▶ **Set exercise**: Could you output everything in the essay on machines and humanity from "Trust and faith" down to "are no different.", copied word for word?

▶ **Text excerpt**:
Trust and faith are interconnected in that sense. Trust ends where faith begins. You choose to believe in something that you don't necessarily trust, since you can't fully comprehend its ramifications. You develop faith as a need to trust something that implicitly doesn't provide any evidence to do so. You believe, because you choose to. Others may choose differently. Machines are no different.

In WESTWORLD, the machines are the ones we empathise with due to the treatment they suffer at the hands of us humans. In BLUE GENE, I tried to inject a sense of doubt about whom to feel deepest empathy for. A young boy finds himself turned into a half-breed, a combination of organic and synthetic brain tissue that gives him abilities that he doesn't want and attention that he doesn't seek. A highly advanced android offers to help him reach his full potential while covertly coveting his hybrid cortex, eager to become human himself. Who is right? Are we still the dominant species if we are no longer the most powerful one?

There are already products and solutions available to merge your body with machine appendages and enhancements. This postulates that our definition of humanity lies not in our body but in our mind, and most importantly in the seat of our consciousness. This means that a synthetic robot with a human brain would still be human. Robocop is no longer a fantasy, more like a long term plan.

Could we fall in love with a machine? I believe so since, when we are feeling vulnerable, we remain so eager to believe that the faked emotional response we see in others is true, despite all evidence to the contrary. Finding this response in a robot would surely let us develop feelings for the things, and behave accordingly. Some people love cats, don't they? Same thing.

I believe in machines. I believe that they will pull us forward, away from the Middle Ages, the Industrial Age and the Information Age, into the Intelligence Age. We will focus on intellectual pursuits, striving to outdo and outrun artificial thought. Our physical activity will be delegated to machines, leaving us free to explore virtual realms. We will push our consciousness farther than ever before. We will learn from machines as they learn from us. We will compare creative achievements with them, seeing them as artistic voices akin to our own. We will forge this path together.

And it will be... synthetically beautiful.

▶ **Data provided**:
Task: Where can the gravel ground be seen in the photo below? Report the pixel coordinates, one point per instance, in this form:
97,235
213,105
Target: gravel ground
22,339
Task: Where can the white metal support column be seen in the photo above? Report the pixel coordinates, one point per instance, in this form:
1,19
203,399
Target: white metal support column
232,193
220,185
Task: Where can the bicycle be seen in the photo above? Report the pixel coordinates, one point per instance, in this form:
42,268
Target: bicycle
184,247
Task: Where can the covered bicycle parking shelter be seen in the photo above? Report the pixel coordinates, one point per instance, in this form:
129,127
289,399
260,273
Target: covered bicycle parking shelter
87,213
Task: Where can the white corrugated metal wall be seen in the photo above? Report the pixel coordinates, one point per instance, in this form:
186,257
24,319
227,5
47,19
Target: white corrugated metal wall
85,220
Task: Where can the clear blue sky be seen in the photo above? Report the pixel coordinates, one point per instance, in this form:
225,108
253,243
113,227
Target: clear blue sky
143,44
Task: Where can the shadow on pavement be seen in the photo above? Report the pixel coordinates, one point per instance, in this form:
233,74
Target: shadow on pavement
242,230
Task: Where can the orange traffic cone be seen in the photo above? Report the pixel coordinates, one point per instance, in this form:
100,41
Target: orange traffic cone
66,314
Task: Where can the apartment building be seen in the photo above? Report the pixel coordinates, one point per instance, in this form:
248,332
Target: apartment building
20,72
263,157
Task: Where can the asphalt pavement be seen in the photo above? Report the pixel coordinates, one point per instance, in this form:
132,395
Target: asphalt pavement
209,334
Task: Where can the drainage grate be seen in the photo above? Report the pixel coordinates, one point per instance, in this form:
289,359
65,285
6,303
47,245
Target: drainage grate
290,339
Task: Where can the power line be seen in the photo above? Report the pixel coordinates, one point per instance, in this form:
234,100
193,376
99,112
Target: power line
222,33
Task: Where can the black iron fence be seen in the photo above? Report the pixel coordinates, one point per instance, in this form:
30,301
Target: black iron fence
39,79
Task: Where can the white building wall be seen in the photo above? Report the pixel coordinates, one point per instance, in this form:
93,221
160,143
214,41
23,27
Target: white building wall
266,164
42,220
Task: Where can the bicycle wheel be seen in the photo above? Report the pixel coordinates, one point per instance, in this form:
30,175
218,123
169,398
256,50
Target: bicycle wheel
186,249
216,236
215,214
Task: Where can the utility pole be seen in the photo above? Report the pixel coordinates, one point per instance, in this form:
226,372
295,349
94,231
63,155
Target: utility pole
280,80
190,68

▶ **Expected answer**:
Trust and faith are interconnected in that sense. Trust ends where faith begins. You choose to believe in something that you don't necessarily trust, since you can't fully comprehend its ramifications. You develop faith as a need to trust something that implicitly doesn't provide any evidence to do so. You believe, because you choose to. Others may choose differently. Machines are no different.